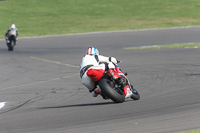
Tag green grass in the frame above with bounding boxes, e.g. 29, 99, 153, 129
0, 0, 200, 38
124, 43, 200, 50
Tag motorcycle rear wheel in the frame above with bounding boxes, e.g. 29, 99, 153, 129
7, 40, 14, 51
131, 85, 140, 100
99, 79, 125, 103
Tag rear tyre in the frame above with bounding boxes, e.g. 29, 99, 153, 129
131, 85, 140, 100
99, 79, 125, 103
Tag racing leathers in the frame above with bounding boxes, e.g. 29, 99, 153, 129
5, 28, 18, 45
80, 55, 118, 92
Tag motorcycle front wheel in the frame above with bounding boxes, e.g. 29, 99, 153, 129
99, 79, 125, 103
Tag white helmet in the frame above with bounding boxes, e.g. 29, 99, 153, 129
87, 47, 99, 55
10, 24, 16, 29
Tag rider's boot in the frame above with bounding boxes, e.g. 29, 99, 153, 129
92, 88, 101, 97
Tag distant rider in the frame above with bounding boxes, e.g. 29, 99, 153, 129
80, 47, 121, 97
5, 24, 18, 45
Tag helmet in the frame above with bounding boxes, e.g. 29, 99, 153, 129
10, 24, 16, 29
87, 47, 99, 55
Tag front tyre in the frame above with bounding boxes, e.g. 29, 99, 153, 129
99, 79, 125, 103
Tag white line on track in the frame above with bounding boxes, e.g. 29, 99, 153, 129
0, 26, 200, 41
0, 102, 6, 109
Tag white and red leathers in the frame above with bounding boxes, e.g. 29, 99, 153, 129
80, 54, 118, 92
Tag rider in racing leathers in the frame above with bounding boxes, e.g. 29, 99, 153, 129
80, 47, 121, 97
5, 24, 18, 45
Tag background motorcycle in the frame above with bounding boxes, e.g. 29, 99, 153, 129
98, 65, 140, 103
6, 35, 16, 51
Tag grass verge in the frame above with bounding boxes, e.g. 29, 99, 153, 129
124, 43, 200, 50
0, 0, 200, 38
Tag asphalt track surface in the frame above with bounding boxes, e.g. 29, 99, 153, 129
0, 27, 200, 133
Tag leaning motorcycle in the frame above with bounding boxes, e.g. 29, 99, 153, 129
98, 64, 140, 103
6, 35, 16, 51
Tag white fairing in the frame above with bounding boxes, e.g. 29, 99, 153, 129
80, 55, 117, 70
125, 88, 133, 98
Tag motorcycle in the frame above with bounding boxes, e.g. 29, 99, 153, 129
98, 64, 140, 103
6, 35, 16, 51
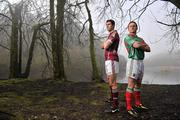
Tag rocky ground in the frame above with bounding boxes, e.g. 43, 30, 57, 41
0, 79, 180, 120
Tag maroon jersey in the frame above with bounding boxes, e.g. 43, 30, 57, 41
104, 30, 119, 61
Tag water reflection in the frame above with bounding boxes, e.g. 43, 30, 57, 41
118, 66, 180, 85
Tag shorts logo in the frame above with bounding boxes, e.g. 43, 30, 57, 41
133, 74, 136, 77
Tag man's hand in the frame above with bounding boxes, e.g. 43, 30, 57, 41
140, 44, 151, 52
133, 41, 151, 52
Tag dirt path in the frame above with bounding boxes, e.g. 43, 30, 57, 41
0, 80, 180, 120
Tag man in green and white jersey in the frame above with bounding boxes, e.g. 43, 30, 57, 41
124, 21, 151, 117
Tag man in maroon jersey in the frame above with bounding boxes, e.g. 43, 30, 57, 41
102, 20, 119, 113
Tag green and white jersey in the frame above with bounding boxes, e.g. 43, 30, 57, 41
124, 35, 145, 60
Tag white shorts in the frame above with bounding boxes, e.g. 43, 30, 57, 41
126, 59, 144, 80
105, 60, 119, 75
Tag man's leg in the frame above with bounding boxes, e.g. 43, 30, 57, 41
134, 80, 142, 106
134, 79, 148, 110
125, 77, 135, 111
108, 74, 119, 109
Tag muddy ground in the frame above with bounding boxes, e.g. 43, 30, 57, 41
0, 80, 180, 120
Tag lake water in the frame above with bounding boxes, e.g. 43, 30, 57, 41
118, 66, 180, 85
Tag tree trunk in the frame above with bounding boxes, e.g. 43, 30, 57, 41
162, 0, 180, 9
85, 0, 101, 81
50, 0, 58, 79
9, 7, 18, 78
18, 6, 23, 76
21, 22, 49, 78
56, 0, 66, 80
50, 0, 66, 80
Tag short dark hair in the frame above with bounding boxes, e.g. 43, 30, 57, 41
106, 19, 115, 26
128, 21, 138, 28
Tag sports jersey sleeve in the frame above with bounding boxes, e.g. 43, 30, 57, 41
124, 37, 135, 47
108, 32, 118, 43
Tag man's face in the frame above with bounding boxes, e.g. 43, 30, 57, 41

*What you should do*.
Write the entries above out in full, exactly, with no images.

*Written answer*.
Tag green grass in the frame above with bounding boxes, e.g. 29, 99, 153, 129
0, 0, 200, 38
124, 43, 200, 50
Tag motorcycle rear wheel in the frame above with bounding boxes, e.g. 29, 99, 153, 129
7, 40, 14, 51
131, 85, 140, 100
99, 79, 125, 103
Tag rear tyre in the frame above with bounding boxes, e.g. 29, 99, 153, 129
131, 85, 140, 100
99, 79, 125, 103
Tag racing leathers in the frame above with bounding boxes, e.g. 29, 99, 153, 129
5, 28, 18, 45
80, 55, 118, 92
Tag motorcycle front wheel in the frame above with bounding boxes, e.g. 29, 99, 153, 129
99, 79, 125, 103
Tag white helmet in the frame above with bounding boxes, e.g. 29, 99, 153, 129
87, 47, 99, 55
10, 24, 16, 29
Tag rider's boot in the frame above with bounding boxes, e.g. 29, 99, 153, 129
92, 88, 101, 97
Tag distant rider in the frame above with bounding boxes, e.g. 29, 99, 153, 129
80, 47, 121, 97
5, 24, 18, 45
Tag helmet in the frame above with bounding boxes, e.g. 29, 99, 153, 129
10, 24, 16, 29
87, 47, 99, 55
Tag front tyre in the frame above with bounding boxes, e.g. 29, 99, 153, 129
99, 79, 125, 103
Tag white line on track in the frame above with bounding boxes, e.g. 29, 99, 153, 129
0, 26, 200, 41
0, 102, 6, 109
Tag white and red leathers in the frame above with bounding boxes, e.g. 29, 99, 153, 129
80, 54, 118, 92
Tag rider in racing leathers in the frame above with bounding boxes, e.g. 29, 99, 153, 129
80, 47, 121, 97
5, 24, 18, 45
Tag background motorcycle in the frame above with bounding boxes, e.g. 29, 99, 153, 129
98, 65, 140, 103
6, 35, 16, 51
Tag grass verge in the frame above with bounding boxes, e.g. 29, 99, 153, 129
124, 43, 200, 50
0, 0, 200, 38
Tag asphalt track surface in the frame above with bounding boxes, e.g. 29, 99, 153, 129
0, 27, 200, 133
Tag leaning motorcycle in the frame above with bounding boxes, e.g. 29, 99, 153, 129
98, 64, 140, 103
6, 35, 16, 51
Tag white fairing in the frame above with bounding boxes, e.g. 29, 99, 153, 129
80, 55, 117, 70
125, 88, 133, 98
Tag motorcycle in the frame above with bounding boxes, e.g. 29, 99, 153, 129
98, 64, 140, 103
6, 35, 16, 51
Tag rocky ground in the frame above with bounding boxes, e.g. 43, 30, 57, 41
0, 79, 180, 120
Tag maroon jersey in the frame above with bounding boxes, e.g. 43, 30, 57, 41
104, 30, 119, 61
Tag water reflection in the frame above with bounding boxes, e.g. 43, 30, 57, 41
118, 66, 180, 85
Tag shorts logo in the frame above with bounding boxes, e.g. 43, 30, 57, 41
133, 74, 136, 77
Tag man's hand in the frame above with bounding boxes, e.g. 43, 30, 57, 41
140, 44, 151, 52
133, 41, 151, 52
Tag dirt path in the frame above with bounding boxes, e.g. 43, 30, 57, 41
0, 80, 180, 120
Tag man in green and white jersey in the frame above with bounding boxes, e.g. 43, 30, 57, 41
124, 21, 151, 117
Tag man in maroon jersey in the frame above with bounding boxes, e.g. 43, 30, 57, 41
102, 20, 119, 113
Tag green and white jersey in the frame above with bounding boxes, e.g. 43, 30, 57, 41
124, 35, 145, 60
Tag white shorts in the frame above with bounding boxes, e.g. 43, 30, 57, 41
126, 59, 144, 80
105, 60, 119, 75
Tag man's leg in the frame above with bounding boxes, e.g. 43, 30, 57, 41
134, 80, 142, 106
134, 79, 148, 110
125, 77, 135, 111
108, 74, 119, 109
Tag muddy ground in the frame above with bounding boxes, e.g. 43, 30, 57, 41
0, 80, 180, 120
Tag lake water in the frame above with bounding boxes, e.g. 43, 30, 57, 41
118, 66, 180, 85
Tag tree trunk in the frame above with bounding boxes, e.g. 43, 30, 57, 41
162, 0, 180, 9
85, 0, 101, 81
50, 0, 58, 79
9, 7, 18, 78
18, 6, 23, 76
21, 22, 49, 78
56, 0, 66, 80
50, 0, 66, 80
Tag short dark hair in the frame above with bounding boxes, e.g. 43, 30, 57, 41
106, 19, 115, 26
128, 21, 138, 28
Tag sports jersey sleeve in the frame above with bounding boxes, e.g. 43, 30, 57, 41
124, 37, 135, 47
108, 32, 118, 43
Tag man's face in the frame above with bounding boxes, e.g. 43, 30, 57, 41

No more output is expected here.